* Werkinstructie: Vanaf welke datum wordt volgens het bronfragment de wettelijke handelsrente over de vordering van Malbo toegewezen?

De vordering van Malbo groot € 285.000 zal dus worden toegewezen, vermeerderd met de niet afzonderlijk bestreden wettelijke handelsrente daarover vanaf 19 juni 2017.
6.99.
KNB zal als in de in het ongelijk gestelde partij worden veroordeeld tot betaling van de proceskosten aan de zijde van Malbo. Deze worden voor wat betreft het advocatensalaris gewaardeerd op halve punten nu de reconventie voortvloeit uit het verweer in conventie en - gelet op het financieel belang van de vordering - tegen tarief VI. Tot op heden worden deze kosten begroot op € 2.492 (2 punten (conclusie van eis 1, zitting 1) x 0,5 x € 2.492 per punt).
6.100. De wettelijke rente hierover zal worden toegewezen zoals in het dictum vermeld.
6.101. Uit de uitspraak van 10 juni 2022 van de Hoge Raad (ECLI:NL:HR:2022:853), onder nummer 2.3, leidt de rechtbank af dat in dit vonnis geen aparte beslissingen hoeven te worden genomen over nakosten en wettelijke rente daarover.
6.102. Het vonnis zal uitvoerbaar bij voorraad worden verklaard zoals gevorderd.

7..De beslissing

De rechtbank
in de hoofdzaak
in conventie
7.1.
wijst de vordering af;
7.2.
veroordeelt KNB in de kosten van de procedure, tot op heden aan de zijde van [naam gedaagde 1] bepaald op € 11.370;
7.3.
verklaart dit vonnis, wat de veroordeling betreft, uitvoerbaar bij voorraad;
in reconventie
7.4.

Beschrijvingen van beeldgebieden in natuurlijke taal:
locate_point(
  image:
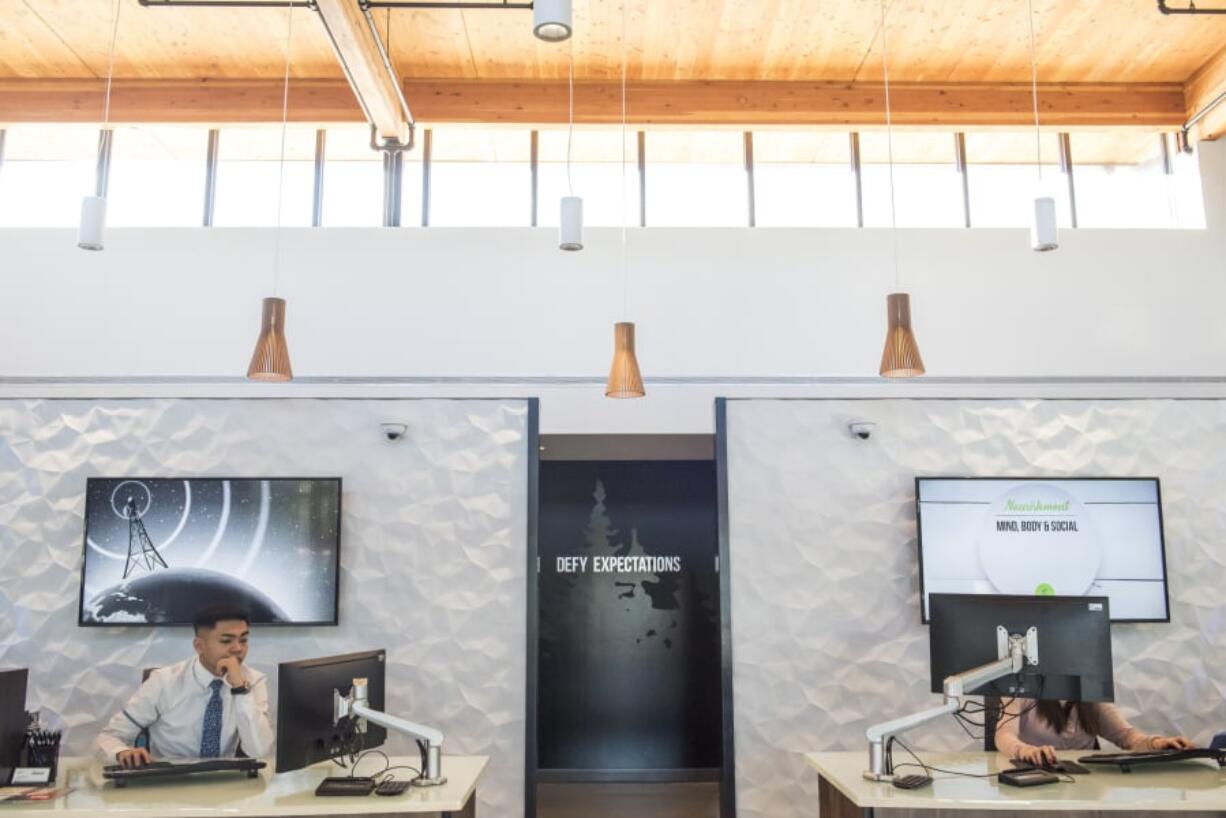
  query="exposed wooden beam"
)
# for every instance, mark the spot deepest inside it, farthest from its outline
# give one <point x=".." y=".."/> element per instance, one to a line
<point x="1149" y="106"/>
<point x="802" y="103"/>
<point x="1202" y="88"/>
<point x="361" y="57"/>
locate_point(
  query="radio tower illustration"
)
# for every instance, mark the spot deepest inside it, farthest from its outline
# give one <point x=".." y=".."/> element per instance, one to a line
<point x="140" y="547"/>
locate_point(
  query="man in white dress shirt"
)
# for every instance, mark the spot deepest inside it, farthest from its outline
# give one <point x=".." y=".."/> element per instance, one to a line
<point x="204" y="707"/>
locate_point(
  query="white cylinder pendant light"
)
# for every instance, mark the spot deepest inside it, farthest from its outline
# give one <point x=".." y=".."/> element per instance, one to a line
<point x="1042" y="228"/>
<point x="551" y="20"/>
<point x="93" y="209"/>
<point x="570" y="236"/>
<point x="93" y="222"/>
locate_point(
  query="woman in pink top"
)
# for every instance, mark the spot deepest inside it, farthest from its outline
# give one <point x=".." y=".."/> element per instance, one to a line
<point x="1032" y="731"/>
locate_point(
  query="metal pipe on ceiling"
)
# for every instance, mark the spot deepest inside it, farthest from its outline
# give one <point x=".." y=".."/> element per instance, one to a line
<point x="1200" y="114"/>
<point x="310" y="4"/>
<point x="1191" y="9"/>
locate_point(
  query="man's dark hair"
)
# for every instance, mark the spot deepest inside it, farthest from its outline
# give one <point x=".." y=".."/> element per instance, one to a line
<point x="209" y="616"/>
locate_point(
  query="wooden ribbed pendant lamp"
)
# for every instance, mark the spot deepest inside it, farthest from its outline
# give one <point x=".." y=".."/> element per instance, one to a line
<point x="624" y="379"/>
<point x="901" y="356"/>
<point x="271" y="357"/>
<point x="270" y="362"/>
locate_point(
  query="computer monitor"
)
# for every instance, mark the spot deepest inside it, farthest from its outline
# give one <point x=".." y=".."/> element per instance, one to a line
<point x="12" y="715"/>
<point x="305" y="733"/>
<point x="1073" y="639"/>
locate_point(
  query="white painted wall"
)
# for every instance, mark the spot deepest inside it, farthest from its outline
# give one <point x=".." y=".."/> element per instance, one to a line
<point x="725" y="304"/>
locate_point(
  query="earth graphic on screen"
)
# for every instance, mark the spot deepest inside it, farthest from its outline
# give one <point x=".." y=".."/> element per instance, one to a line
<point x="174" y="595"/>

* Antwoord op opdracht: Vanaf 19 juni 2017.